··· Working data
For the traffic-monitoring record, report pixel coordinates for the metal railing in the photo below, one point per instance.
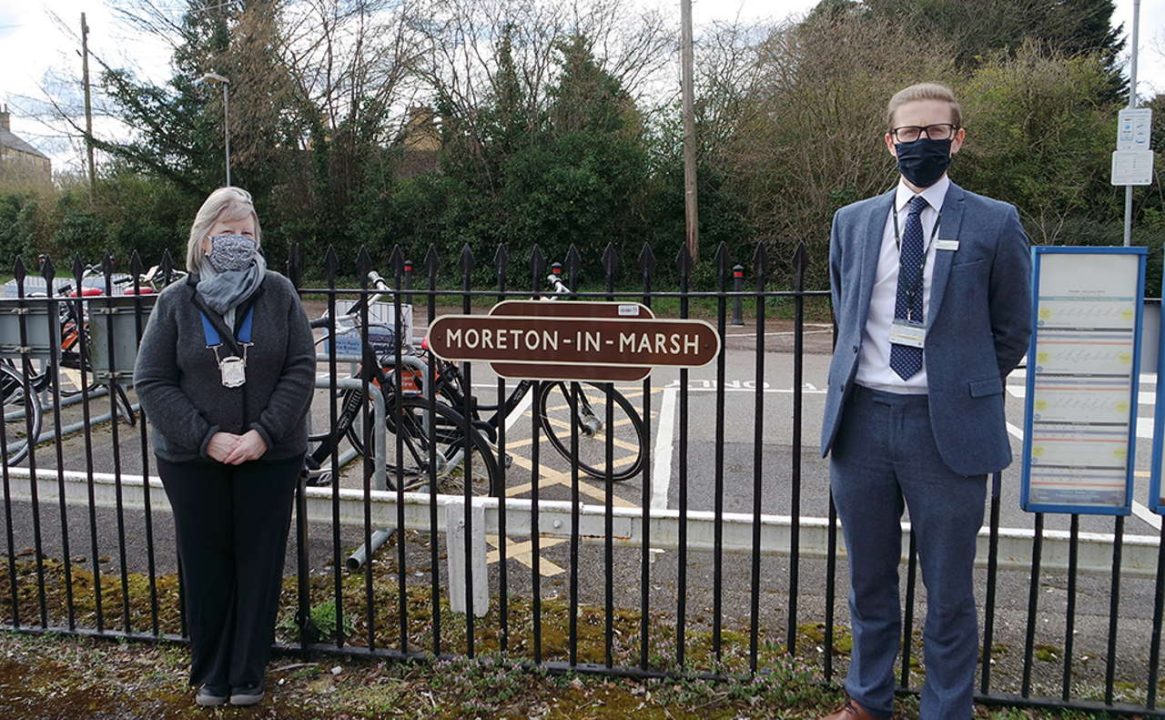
(719, 558)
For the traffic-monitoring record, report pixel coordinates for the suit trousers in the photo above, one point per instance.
(232, 523)
(883, 460)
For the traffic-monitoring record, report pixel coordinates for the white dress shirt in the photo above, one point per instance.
(874, 361)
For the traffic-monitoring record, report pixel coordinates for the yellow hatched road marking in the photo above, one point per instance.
(523, 552)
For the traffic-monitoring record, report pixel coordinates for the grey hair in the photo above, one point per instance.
(228, 203)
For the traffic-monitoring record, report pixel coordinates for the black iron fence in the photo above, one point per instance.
(678, 524)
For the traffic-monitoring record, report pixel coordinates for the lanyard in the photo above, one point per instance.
(211, 333)
(915, 287)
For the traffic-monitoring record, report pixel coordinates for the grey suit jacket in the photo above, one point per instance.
(979, 320)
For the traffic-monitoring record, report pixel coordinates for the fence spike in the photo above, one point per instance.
(572, 261)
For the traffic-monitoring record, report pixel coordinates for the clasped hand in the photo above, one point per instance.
(230, 449)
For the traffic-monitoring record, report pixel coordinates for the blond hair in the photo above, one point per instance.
(923, 91)
(228, 203)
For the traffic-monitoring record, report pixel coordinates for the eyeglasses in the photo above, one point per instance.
(910, 133)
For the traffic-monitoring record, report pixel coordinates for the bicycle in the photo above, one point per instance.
(557, 409)
(423, 439)
(22, 385)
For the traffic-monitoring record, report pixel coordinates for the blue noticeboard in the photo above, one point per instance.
(1084, 362)
(1156, 502)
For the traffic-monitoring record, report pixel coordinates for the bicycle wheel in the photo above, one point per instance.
(555, 409)
(21, 404)
(431, 435)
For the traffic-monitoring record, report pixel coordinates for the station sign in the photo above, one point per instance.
(573, 340)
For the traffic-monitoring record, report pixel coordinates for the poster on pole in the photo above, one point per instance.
(1082, 369)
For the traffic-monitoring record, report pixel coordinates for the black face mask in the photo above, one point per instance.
(923, 161)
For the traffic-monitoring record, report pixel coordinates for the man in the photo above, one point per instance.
(931, 296)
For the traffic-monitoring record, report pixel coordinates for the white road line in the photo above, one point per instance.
(661, 474)
(1151, 519)
(776, 333)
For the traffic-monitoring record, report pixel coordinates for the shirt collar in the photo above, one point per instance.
(933, 195)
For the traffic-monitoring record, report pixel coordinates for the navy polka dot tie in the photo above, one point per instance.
(906, 360)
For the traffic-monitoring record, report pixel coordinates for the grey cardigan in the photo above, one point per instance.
(179, 385)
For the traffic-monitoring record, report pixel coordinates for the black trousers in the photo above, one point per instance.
(232, 523)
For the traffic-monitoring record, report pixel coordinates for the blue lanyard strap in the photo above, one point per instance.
(212, 336)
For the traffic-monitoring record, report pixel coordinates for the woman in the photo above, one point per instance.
(225, 375)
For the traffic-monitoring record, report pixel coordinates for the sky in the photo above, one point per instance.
(39, 53)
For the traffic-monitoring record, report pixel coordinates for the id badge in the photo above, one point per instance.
(904, 332)
(234, 372)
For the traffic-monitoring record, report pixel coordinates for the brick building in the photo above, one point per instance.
(21, 164)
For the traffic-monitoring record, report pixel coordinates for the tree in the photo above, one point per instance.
(809, 135)
(1039, 138)
(980, 29)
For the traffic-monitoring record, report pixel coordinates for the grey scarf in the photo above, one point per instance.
(224, 291)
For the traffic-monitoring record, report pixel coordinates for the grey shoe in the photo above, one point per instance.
(209, 697)
(249, 694)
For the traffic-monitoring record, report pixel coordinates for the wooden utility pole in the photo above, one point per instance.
(691, 212)
(89, 107)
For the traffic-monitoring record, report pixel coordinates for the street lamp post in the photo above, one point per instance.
(226, 115)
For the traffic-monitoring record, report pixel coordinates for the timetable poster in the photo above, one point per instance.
(1082, 369)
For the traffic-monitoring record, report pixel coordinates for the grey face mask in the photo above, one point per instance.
(231, 252)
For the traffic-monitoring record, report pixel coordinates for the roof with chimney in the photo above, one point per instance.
(8, 140)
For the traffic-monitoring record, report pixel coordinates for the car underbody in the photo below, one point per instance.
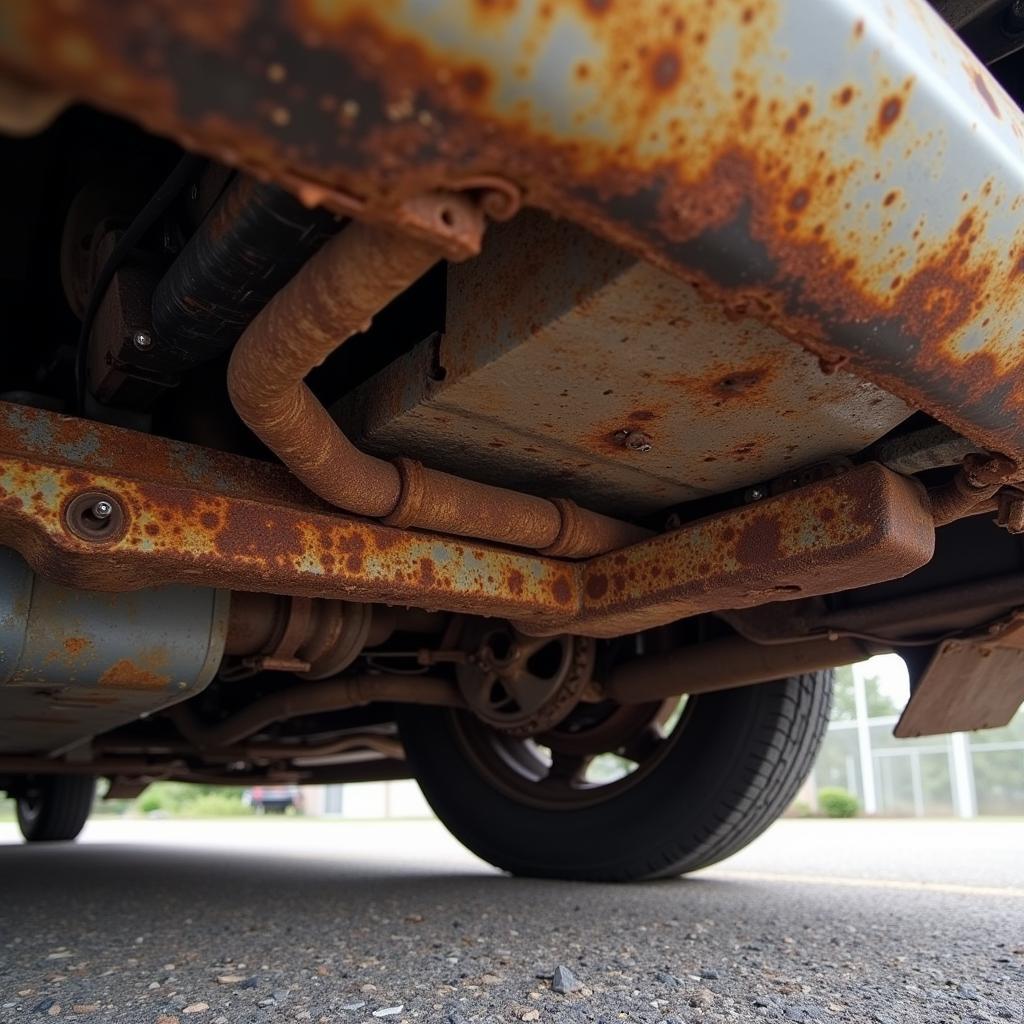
(535, 379)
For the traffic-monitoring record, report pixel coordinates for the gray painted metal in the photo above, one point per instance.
(75, 663)
(560, 349)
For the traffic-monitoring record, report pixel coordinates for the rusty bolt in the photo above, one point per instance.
(634, 440)
(94, 516)
(1011, 512)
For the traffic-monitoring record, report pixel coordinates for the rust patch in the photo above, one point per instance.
(125, 675)
(760, 542)
(889, 113)
(666, 70)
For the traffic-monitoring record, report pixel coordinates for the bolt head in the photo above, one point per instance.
(634, 440)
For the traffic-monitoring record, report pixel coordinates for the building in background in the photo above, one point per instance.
(964, 774)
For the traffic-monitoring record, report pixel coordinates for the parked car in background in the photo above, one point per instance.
(273, 799)
(538, 399)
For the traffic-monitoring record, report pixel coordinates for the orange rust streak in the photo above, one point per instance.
(125, 675)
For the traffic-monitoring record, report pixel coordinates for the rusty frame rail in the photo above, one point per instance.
(844, 170)
(192, 515)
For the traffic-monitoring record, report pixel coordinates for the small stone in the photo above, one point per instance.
(702, 998)
(563, 980)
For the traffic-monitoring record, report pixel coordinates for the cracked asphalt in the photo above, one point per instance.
(272, 922)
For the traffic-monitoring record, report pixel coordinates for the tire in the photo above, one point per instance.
(54, 808)
(736, 762)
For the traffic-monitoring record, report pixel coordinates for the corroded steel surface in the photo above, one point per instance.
(556, 344)
(231, 522)
(846, 531)
(333, 297)
(843, 170)
(183, 525)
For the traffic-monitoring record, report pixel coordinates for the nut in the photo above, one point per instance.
(634, 440)
(95, 516)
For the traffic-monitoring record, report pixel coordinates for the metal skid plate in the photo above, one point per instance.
(570, 369)
(844, 171)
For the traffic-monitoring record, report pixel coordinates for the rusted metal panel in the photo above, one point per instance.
(972, 682)
(844, 171)
(559, 349)
(835, 535)
(250, 530)
(195, 515)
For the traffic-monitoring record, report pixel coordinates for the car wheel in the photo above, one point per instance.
(54, 808)
(620, 794)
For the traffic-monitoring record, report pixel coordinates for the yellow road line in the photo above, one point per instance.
(840, 882)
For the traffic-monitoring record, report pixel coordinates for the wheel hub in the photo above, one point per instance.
(522, 685)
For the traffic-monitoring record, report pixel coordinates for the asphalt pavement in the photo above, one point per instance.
(271, 922)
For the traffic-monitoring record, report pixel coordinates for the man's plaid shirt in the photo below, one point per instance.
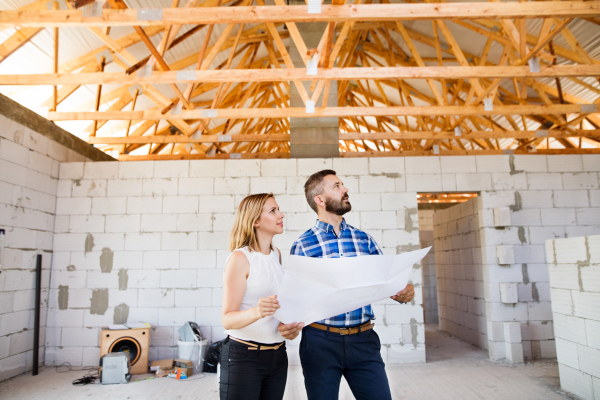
(321, 242)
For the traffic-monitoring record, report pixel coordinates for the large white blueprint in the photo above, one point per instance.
(318, 288)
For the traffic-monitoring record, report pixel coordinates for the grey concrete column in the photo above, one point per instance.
(315, 137)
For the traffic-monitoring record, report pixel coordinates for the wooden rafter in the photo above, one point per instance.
(376, 56)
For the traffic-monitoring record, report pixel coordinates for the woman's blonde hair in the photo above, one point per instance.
(243, 232)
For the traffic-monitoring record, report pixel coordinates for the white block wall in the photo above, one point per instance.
(147, 241)
(574, 266)
(29, 165)
(459, 273)
(430, 301)
(549, 197)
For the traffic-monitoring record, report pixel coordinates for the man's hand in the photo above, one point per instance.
(405, 295)
(290, 331)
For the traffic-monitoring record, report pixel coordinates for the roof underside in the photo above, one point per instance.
(381, 113)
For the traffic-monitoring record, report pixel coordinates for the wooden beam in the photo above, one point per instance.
(329, 13)
(413, 135)
(300, 112)
(244, 156)
(22, 36)
(357, 154)
(299, 74)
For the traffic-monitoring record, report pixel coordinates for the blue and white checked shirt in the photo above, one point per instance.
(320, 241)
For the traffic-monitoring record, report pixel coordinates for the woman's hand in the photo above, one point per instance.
(267, 306)
(290, 331)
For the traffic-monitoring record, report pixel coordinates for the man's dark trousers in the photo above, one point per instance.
(326, 356)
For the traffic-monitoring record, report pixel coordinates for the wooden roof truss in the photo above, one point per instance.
(392, 99)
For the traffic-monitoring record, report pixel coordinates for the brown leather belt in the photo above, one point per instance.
(252, 346)
(344, 331)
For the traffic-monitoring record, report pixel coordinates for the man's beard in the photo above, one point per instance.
(337, 207)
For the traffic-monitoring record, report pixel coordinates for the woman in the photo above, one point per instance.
(253, 357)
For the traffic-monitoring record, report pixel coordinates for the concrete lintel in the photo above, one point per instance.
(24, 116)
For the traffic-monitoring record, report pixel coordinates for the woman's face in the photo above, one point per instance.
(271, 219)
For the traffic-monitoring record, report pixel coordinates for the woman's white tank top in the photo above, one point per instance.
(264, 280)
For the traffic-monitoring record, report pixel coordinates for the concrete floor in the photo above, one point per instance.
(454, 370)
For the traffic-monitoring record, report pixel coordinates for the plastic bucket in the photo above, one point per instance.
(193, 351)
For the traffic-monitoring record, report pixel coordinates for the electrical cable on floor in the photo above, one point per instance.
(84, 380)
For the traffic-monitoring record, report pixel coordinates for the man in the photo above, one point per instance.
(343, 344)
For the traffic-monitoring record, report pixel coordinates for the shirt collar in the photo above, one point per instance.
(325, 227)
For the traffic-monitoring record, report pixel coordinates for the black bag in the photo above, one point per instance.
(213, 354)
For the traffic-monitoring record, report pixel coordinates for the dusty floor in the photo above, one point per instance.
(454, 370)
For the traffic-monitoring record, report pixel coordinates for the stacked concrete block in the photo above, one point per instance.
(574, 265)
(147, 241)
(430, 301)
(29, 167)
(459, 273)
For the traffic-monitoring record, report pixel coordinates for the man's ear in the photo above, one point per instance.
(319, 201)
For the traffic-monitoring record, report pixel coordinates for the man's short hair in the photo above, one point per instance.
(314, 186)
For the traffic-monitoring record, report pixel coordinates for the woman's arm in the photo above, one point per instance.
(236, 273)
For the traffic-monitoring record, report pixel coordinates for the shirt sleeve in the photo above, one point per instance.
(297, 249)
(373, 247)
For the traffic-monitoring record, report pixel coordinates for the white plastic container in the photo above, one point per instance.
(193, 351)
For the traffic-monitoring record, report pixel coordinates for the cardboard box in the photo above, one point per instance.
(165, 365)
(184, 365)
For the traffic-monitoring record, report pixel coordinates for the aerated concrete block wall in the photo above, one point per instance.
(574, 266)
(29, 165)
(459, 273)
(523, 201)
(147, 241)
(430, 301)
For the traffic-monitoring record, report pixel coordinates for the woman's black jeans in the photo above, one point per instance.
(252, 374)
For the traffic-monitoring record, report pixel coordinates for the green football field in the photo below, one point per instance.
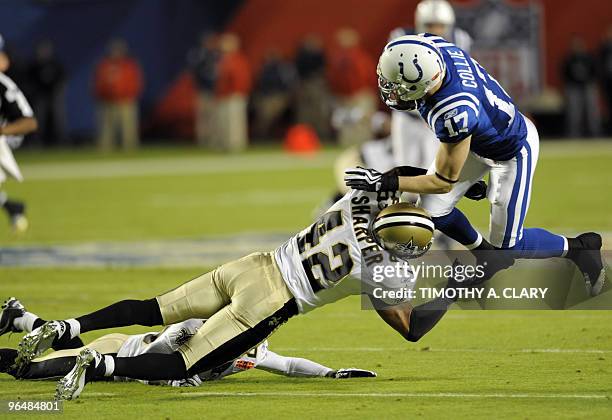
······
**What to produce:** Identify every line of the data above that contains the word "yellow", and copy each of those lines in full.

**Full solution:**
For the traffic-monitoring record, report pixel coordinates for the yellow hatched road marking in the photo above, one point per instance.
For the traffic-monitoring record, report pixel coordinates for the yellow road line in the photo above, one point per instance.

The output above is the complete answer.